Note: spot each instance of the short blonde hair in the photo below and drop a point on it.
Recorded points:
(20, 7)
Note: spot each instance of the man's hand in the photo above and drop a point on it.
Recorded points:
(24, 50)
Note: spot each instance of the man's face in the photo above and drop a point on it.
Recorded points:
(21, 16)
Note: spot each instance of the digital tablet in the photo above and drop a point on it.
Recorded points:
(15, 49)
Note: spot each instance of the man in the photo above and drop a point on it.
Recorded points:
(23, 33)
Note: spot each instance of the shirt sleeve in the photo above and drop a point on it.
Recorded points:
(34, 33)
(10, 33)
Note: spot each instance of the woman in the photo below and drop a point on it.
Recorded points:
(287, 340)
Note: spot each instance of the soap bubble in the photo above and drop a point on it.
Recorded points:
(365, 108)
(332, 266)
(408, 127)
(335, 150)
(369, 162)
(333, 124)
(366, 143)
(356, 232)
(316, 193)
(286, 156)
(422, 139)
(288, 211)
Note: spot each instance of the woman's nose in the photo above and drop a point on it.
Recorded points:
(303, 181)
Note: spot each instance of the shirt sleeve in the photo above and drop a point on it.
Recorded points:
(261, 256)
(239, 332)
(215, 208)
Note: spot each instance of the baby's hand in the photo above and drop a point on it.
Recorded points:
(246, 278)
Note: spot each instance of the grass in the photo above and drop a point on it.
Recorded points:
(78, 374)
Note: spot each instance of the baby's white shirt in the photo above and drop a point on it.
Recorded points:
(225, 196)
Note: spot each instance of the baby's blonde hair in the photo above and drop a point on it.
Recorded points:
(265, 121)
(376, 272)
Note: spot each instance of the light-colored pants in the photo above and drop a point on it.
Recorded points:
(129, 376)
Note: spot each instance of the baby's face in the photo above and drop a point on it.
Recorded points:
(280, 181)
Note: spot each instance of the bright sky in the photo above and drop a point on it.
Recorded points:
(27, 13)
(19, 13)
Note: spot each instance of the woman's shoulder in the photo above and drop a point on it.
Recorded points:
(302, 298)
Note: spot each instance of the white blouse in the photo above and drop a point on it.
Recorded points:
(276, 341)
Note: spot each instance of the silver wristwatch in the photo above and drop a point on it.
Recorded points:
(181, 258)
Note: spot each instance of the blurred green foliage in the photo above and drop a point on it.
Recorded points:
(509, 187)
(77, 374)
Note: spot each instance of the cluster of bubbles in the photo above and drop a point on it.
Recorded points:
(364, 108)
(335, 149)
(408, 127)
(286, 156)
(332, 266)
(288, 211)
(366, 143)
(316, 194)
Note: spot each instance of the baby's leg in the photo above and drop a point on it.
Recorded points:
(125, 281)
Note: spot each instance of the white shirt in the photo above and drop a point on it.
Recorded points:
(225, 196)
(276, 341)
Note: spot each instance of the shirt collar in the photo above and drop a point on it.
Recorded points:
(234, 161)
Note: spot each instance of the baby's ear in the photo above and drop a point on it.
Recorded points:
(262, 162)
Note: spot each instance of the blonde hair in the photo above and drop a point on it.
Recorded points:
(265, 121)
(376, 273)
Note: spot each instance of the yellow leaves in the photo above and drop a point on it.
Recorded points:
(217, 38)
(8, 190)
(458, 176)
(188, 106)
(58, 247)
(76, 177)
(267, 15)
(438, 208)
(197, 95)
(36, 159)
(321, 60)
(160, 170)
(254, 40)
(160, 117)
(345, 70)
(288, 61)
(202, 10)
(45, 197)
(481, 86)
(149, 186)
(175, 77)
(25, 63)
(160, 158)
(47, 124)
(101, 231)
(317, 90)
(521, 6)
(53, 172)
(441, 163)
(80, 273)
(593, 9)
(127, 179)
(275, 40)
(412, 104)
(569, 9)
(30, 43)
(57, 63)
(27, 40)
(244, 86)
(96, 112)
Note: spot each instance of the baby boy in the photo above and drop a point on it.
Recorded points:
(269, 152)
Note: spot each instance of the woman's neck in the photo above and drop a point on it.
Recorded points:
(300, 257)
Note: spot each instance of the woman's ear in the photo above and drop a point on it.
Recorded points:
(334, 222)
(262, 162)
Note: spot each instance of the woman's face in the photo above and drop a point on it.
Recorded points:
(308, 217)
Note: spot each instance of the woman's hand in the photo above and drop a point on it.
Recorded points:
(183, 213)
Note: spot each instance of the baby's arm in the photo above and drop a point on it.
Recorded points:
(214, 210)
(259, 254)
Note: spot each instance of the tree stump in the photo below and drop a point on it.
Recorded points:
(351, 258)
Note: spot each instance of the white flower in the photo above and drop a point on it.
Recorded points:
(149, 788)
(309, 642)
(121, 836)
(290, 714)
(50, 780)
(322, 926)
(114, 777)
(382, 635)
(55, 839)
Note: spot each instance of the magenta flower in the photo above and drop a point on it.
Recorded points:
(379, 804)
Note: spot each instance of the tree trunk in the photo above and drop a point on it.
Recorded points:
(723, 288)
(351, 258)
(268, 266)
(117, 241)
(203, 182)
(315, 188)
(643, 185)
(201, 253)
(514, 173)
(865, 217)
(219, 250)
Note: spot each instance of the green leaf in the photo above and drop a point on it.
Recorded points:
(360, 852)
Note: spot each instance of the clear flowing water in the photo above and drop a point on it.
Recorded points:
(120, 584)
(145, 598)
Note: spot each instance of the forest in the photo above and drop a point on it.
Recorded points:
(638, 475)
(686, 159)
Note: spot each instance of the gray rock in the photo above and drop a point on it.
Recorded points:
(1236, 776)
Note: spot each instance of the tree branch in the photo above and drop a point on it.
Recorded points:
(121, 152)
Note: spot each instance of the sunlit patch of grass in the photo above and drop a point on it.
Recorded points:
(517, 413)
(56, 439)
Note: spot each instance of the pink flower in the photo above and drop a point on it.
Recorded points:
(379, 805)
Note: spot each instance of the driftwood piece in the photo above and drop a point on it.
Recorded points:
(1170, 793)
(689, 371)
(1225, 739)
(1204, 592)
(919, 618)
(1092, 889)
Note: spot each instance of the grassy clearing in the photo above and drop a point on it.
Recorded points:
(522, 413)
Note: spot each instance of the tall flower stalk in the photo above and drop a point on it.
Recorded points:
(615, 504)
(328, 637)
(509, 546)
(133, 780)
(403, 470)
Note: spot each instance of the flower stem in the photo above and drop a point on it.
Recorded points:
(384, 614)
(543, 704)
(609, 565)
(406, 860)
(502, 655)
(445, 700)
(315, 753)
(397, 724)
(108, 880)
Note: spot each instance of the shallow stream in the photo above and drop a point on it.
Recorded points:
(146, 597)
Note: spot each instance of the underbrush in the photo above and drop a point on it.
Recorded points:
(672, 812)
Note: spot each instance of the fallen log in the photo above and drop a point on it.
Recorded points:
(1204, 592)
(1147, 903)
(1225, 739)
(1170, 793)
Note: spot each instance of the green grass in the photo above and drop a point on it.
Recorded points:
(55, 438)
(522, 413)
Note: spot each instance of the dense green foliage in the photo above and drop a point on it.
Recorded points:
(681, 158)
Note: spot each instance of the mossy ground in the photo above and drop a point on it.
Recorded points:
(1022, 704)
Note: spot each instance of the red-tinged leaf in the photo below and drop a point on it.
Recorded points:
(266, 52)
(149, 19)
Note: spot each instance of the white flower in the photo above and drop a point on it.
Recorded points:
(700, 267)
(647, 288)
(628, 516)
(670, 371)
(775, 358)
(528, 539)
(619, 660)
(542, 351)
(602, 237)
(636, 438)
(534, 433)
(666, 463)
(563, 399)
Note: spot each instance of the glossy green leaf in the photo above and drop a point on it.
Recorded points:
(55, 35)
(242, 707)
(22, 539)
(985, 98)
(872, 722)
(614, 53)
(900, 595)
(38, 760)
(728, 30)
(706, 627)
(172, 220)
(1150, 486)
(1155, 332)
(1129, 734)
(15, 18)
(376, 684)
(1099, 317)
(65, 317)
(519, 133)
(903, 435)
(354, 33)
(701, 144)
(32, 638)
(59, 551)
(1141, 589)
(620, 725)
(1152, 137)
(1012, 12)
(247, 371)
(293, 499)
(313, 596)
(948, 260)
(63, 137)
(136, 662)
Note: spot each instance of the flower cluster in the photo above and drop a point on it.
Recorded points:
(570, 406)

------------------------

▸ **Task objective**:
Repeat only what lies between the first line of the data and the line containing "Note: spot each instance of the soap", both of those lines included, exactly as it stands.

▸ **Response area**:
Note: spot each instance of the short blonde hair in the photo below and drop a point on it.
Recorded points:
(20, 7)
Note: spot each instance of the man's hand in the photo above and drop a point on it.
Recorded points:
(24, 50)
Note: spot each instance of the man's face in the photo above and drop a point on it.
Recorded points:
(21, 16)
Note: spot each instance of the digital tablet in the photo above and drop a point on it.
Recorded points:
(15, 49)
Note: spot each instance of the man in the photo above and drop a point on it.
Recorded points:
(23, 33)
Note: spot each instance of the shirt sleeve in the photo above and drop a point on it.
Recorded points:
(34, 33)
(10, 33)
Note: spot each instance of the woman in the photo below and drop a point on it.
Recorded points:
(287, 340)
Note: spot each instance of the soap bubble in the photo above and drop a point on it.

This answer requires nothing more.